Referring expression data
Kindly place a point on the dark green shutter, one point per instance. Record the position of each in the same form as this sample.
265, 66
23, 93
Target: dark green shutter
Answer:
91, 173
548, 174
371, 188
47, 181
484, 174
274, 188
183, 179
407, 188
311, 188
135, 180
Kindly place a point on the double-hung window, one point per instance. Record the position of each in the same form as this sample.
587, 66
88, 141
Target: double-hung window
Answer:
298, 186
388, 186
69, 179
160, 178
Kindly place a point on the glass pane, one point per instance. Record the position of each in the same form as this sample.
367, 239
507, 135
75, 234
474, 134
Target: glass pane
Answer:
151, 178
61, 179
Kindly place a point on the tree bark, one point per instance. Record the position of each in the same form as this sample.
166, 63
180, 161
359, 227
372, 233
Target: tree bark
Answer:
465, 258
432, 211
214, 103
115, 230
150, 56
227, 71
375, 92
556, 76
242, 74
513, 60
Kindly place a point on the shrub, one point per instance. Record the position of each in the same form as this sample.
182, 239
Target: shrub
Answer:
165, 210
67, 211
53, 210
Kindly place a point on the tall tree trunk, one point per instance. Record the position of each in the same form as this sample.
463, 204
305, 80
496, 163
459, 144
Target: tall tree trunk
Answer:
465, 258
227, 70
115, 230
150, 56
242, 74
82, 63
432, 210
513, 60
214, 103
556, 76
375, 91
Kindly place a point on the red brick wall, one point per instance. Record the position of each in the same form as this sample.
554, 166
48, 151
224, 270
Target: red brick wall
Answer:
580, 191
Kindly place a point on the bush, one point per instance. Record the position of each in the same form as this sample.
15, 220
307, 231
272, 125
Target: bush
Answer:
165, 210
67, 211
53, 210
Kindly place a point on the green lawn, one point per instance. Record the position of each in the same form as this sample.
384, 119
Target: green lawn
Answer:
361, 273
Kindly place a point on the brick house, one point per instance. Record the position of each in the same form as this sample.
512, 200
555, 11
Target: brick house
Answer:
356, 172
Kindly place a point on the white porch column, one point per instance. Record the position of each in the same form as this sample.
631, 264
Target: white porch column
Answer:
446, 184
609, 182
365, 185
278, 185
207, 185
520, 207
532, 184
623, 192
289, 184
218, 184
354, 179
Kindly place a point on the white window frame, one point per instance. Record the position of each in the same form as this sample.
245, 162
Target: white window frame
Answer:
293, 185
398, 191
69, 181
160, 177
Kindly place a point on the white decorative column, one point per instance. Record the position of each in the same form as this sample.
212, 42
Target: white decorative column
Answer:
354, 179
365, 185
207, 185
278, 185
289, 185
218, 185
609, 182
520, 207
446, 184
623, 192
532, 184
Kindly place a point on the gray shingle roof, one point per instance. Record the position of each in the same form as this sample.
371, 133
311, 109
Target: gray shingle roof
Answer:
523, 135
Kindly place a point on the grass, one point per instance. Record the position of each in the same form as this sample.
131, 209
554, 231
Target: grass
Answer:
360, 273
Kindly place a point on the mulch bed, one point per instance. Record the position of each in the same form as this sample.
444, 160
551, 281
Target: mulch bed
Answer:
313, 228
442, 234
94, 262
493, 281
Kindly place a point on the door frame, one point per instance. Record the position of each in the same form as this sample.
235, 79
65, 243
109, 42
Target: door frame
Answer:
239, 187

PROBLEM TO WORK ON ▸
A complete, exact copy of the records is what is needed.

SOLUTION FOR THIS PROBLEM ▸
Kindly place a point on the dark green shutter, one point per instance. Record the position of each in the same form as this sample.
265, 66
23, 93
Target: dark green shutter
Answer:
91, 173
548, 174
371, 188
47, 181
484, 174
274, 188
183, 179
407, 188
311, 188
135, 180
Kindly place a point on the double-hung window, one point per instance. Record the position of each in the same form as this sample.
587, 66
88, 141
Target: double-hung window
Answer:
298, 186
388, 186
69, 179
160, 178
Kindly place a point on the glass pane, one point per instance. Record the position of each in the same form as this sample.
367, 239
507, 135
75, 234
474, 134
Target: glass pane
Answer:
151, 178
61, 179
Kindly place a point on the tree bark, one point per instance. Record the position of each in the same form as this sample.
166, 63
180, 161
359, 227
372, 233
Target: tree bark
Answer:
465, 258
432, 211
214, 103
115, 230
150, 56
227, 71
375, 92
556, 76
242, 74
513, 60
Kindly place a point on the shrub, one point per instance. Record the position of each in the same form as this sample.
182, 239
Target: shrub
Answer:
165, 210
67, 211
53, 210
Kindly place a point on the tall tree trunk, one point per instance. Record the position of each in the same form as this sample.
463, 204
305, 80
496, 163
459, 144
Target: tall tree trunk
Answer:
465, 258
227, 70
115, 230
150, 56
242, 74
82, 63
432, 210
513, 60
214, 103
556, 76
375, 91
Kindly place a point on the red brick wall, one point per instance. Record the position of each in the same form as this sample.
554, 166
48, 151
224, 270
Target: red brick wall
Answer:
580, 191
Kindly place a point on the bush, one point per instance. Record the position of each in the same form as this sample.
15, 220
307, 231
272, 125
Target: bush
Answer:
165, 210
67, 211
53, 210
Kindly place a point on the green lawn, one point per instance. Record the position of each in the same form as this sample.
384, 119
Target: green lawn
Answer:
361, 273
Kindly place a point on the brick house, one point per instance. Record the position of each in the same form as this sample.
512, 200
555, 11
Target: brick house
Answer:
356, 172
Kindly place a point on the white porch column, one point per instance. Record the position of each in the same form as this sample.
631, 264
Target: white porch column
Answer:
446, 184
609, 182
365, 185
278, 185
207, 185
520, 207
532, 184
623, 192
289, 184
218, 184
354, 179
Kindly place a point on the white window frame, one point per instance. Record the position of each in the same form as this sample.
245, 162
Target: white window frame
Answer:
293, 185
398, 191
69, 181
160, 177
Kindly place a point on the white decorative column, one point per instance. Record the position of each in the same form as this sample.
212, 42
Target: white decorative column
Answer:
354, 179
365, 185
207, 185
278, 185
289, 185
218, 185
609, 182
520, 207
446, 184
623, 192
532, 184
Kindly place a point on the gray shingle roof, one point per instance. Record the position of each in the same form as this sample.
371, 133
311, 109
Target: gray shingle roof
Answer:
523, 135
Kindly place a point on the grass, one point per instance. Record the position of each in the same form as this sample.
131, 209
554, 231
Target: grass
Answer:
360, 273
Kindly place a point on the mulch bed, one point per instance. Record the position of each in the same form as this sample.
444, 160
551, 281
Target: mulch bed
Answer:
313, 228
442, 234
94, 262
493, 281
Kindly place a point on the door frame, one point per instance. Record the position of each in the same form as this sample.
235, 79
65, 243
109, 42
Target: door frame
Answer:
239, 187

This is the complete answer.